◆ Exercise instructions
[1] Based on the ISSB timeline below, say whether each statement agrees with it, answering yes or no and quoting the deciding words: (a) IOSCO's endorsement addressed 130 member jurisdictions; (b) the December 2025 amendments to IFRS S2 take effect for periods beginning on or after 1 January 2026; (c) the June 2025 jurisdictional profiles identified forty jurisdictions as adopting or in the process of adopting.
[2] Reproduce every line of the entries that follow the ISSB timeline, leaving out the pictures.
==== Document
March 2022 ISSB publishes Exposure Drafts of IFRS S1 General Requirements and IFRS S2 Climate-related Disclosures, opening the public consultation process.
26 June 2023 ISSB issues IFRS S1 and IFRS S2 as final standards. Effective date: annual reporting periods beginning on or after 1 January 2024, with early application permitted as long as both standards are applied.
July 2023 IOSCO (International Organization of Securities Commissions) endorses IFRS S1 and S2, calling on its 130 member jurisdictions to consider how they can adopt, apply, or otherwise be informed by the ISSB Standards within their respective regulatory frameworks.
July 2023 Financial Stability Board transfers monitoring responsibility for TCFD-aligned disclosures to the IFRS Foundation. The TCFD itself is formally disbanded.
2 May 2024 IFRS Foundation and EFRAG jointly publish the ESRS–ISSB Standards Interoperability Guidance, mapping the alignment between IFRS S1 / S2 and ESRS 1 / 2 / E1 in detail and identifying the specific points of difference.
June 2025 IFRS Foundation publishes its first set of jurisdictional profiles documenting how individual jurisdictions are adopting the ISSB Standards. Thirty-six jurisdictions are identified as having adopted or being in the process of adopting.
23 June 2025 ISSB publishes guidance on transition plan disclosure under IFRS S2, taking over the function from the disbanded UK Transition Plan Taskforce in 2024.
11 December 2025 ISSB issues Amendments to Greenhouse Gas Emissions Disclosures (Amendments to IFRS S2) alongside consequential amendments to three SASB Standards aligning financed emissions metrics. Operative state of IFRS S2 as of May 2026. Amendments effective for annual reporting periods beginning on or after 1 January 2027, with early application permitted.
December 2025 ISSB announces decision to begin work on standards for biodiversity, ecosystems, and ecosystem services (BEES), drawing on the Taskforce on Nature-related Financial Disclosures (TNFD) framework. This will become the next ISSB standard family after IFRS S2.
Currency check

The June 2023 text of IFRS S2 remains the foundational standard. The 11 December 2025 Amendments to Greenhouse Gas Emissions Disclosures are effective for periods beginning on or after 1 January 2027, with early application permitted — meaning entities reporting under IFRS S2 in 2026 may either apply the original 2023 text or early-adopt the amendments. A consultancy brief or implementation deck that does not address the December 2025 amendments is working from a pre-amendment understanding of the standard and is materially incomplete on the financed-emissions, GWP basis, and industry-classification topics.
========
==== Records supplied
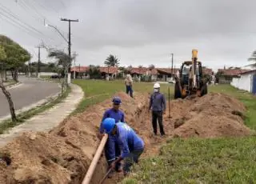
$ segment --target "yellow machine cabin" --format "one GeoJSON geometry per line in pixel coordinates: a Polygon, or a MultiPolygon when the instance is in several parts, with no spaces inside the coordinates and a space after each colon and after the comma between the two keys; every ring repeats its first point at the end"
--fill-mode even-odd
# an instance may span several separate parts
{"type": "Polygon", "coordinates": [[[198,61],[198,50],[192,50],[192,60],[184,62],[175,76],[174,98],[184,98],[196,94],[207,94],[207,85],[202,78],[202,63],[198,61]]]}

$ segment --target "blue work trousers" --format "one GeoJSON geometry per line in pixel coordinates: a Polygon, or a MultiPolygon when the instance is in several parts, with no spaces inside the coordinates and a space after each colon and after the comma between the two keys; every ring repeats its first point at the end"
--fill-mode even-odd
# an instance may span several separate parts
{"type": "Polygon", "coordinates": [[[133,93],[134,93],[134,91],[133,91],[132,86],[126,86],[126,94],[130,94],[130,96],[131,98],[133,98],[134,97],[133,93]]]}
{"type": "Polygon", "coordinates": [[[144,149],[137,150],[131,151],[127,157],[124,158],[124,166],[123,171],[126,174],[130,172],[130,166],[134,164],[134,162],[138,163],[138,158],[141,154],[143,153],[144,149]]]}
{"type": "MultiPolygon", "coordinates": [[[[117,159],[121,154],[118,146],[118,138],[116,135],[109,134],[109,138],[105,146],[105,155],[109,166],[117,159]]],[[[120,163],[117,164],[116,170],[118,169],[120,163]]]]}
========
◆ Response list
[1]
(a) Yes: "calling on its 130 member jurisdictions"
(b) No: "Amendments effective for annual reporting periods beginning on or after 1 January 2027"
(c) No: "Thirty-six jurisdictions are identified as having adopted or being in the process of adopting."

[2]
$ segment --target "yellow machine cabin" --format "one GeoJSON geometry per line in pixel coordinates: a Polygon, or a MultiPolygon when the instance is in several parts, with no spaces inside the coordinates and a space after each colon and after the comma between the two keys; every ring repeats its first point at the end"
--fill-mode even-odd
# an instance may span several separate parts
{"type": "Polygon", "coordinates": [[[198,61],[198,50],[192,50],[192,60],[184,62],[175,76],[174,98],[184,98],[196,94],[207,94],[207,85],[202,78],[202,63],[198,61]]]}

$ segment --target "blue work trousers" --format "one GeoJSON geometry per line in pixel coordinates: a Polygon, or a MultiPolygon when the instance is in several parts, with no spaces inside the coordinates and a space after each colon and after the comma between the two keys; every ring repeats its first point at the end"
--fill-mode even-odd
# an instance may span several separate parts
{"type": "Polygon", "coordinates": [[[133,93],[134,93],[134,91],[133,91],[132,86],[126,86],[126,94],[130,94],[130,96],[131,98],[133,98],[134,97],[133,93]]]}
{"type": "Polygon", "coordinates": [[[144,149],[137,150],[131,151],[127,157],[124,158],[124,166],[123,171],[126,174],[130,172],[130,166],[134,164],[134,162],[138,163],[138,158],[141,154],[143,153],[144,149]]]}
{"type": "MultiPolygon", "coordinates": [[[[117,159],[121,154],[118,146],[118,138],[116,135],[109,134],[109,138],[105,146],[105,155],[109,166],[117,159]]],[[[120,163],[117,164],[116,170],[118,169],[120,163]]]]}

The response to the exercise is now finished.